Although tulips and hyacinths are beautiful and pleasant flowers, they can cause very unpleasant side effects if your cat gets into them. Tulips and hyacinths are a part of the Liliaceae family and contain allergenic lactones, which are concentrated in the bulbs. When ingested in large amounts, this toxic agent can result in drooling, vomiting, diarrhea, increased heart rate, and increased respiratory rate. Ingestion of the bulbs can also cause irritation of the mouth and esophagus.
Aloe vera is a common houseplant, but its anthraquinone glycoside content can be harmful to animals. When ingested, anthraquinone glycosides are metabolized by intestinal bacteria and form a mixture that increases the production of mucus and water in the colon. This results in vomiting, diarrhea, and loss of appetite. Other signs include depression, changes in urine color, and, in rare cases, tremors.
As harmless as daffodils seem, they contain lycorine, a chemical that has prominent emetic properties that induce vomiting. The crystals found in the outer layer of the bulbs have a high concentration of lycorine and can cause vomiting, diarrhea, and abdominal pain when consumed. Also, irregular heartbeat and respiratory depression.
Dieffenbachia contains insoluble calcium oxalate crystal, similar to the peace lily. Chewing on this plant causes mouth and gastrointestional tract irritation and symptoms include drooling, pawing at the mouth, decreased appetite and vomiting. In rare instances, there may be swelling in the upper airway, making it difficult for your cat to breathe.
These delicate and lovely flowers can be deadly to all species, including humans, if ingested. Oleanders contain cardiac glycoside toxins, naturally occurring poisons that affect the heart. Additionally, they interfere with the heart's electrolyte balance. The degree of poisoning depends on the type of plant, the part of the plant, and how much was consumed. All parts of this plant are considered poisonous, including the vase water. Symptoms of ingestion include nausea, vomiting, drooling, abnormal heart rate, tremors. Poisoning from oleanders can also result in seizures and even death.

### Collected data
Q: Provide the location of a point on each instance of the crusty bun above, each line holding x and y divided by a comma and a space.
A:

### Exercises
1. From the passage on plants toxic to cats, list every toxic substance it names as contained in a plant.
2. Reproduce everything in the passage on plants toxic to cats from "Although tulips and" down to "rare cases, tremors.".
The listing is not required for any of this work.

### Task-by-task outputs
1.
- allergenic lactones
- anthraquinone glycoside
- lycorine
- insoluble calcium oxalate crystal
- cardiac glycoside toxins

2.
Although tulips and hyacinths are beautiful and pleasant flowers, they can cause very unpleasant side effects if your cat gets into them. Tulips and hyacinths are a part of the Liliaceae family and contain allergenic lactones, which are concentrated in the bulbs. When ingested in large amounts, this toxic agent can result in drooling, vomiting, diarrhea, increased heart rate, and increased respiratory rate. Ingestion of the bulbs can also cause irritation of the mouth and esophagus.
Aloe vera is a common houseplant, but its anthraquinone glycoside content can be harmful to animals. When ingested, anthraquinone glycosides are metabolized by intestinal bacteria and form a mixture that increases the production of mucus and water in the colon. This results in vomiting, diarrhea, and loss of appetite. Other signs include depression, changes in urine color, and, in rare cases, tremors.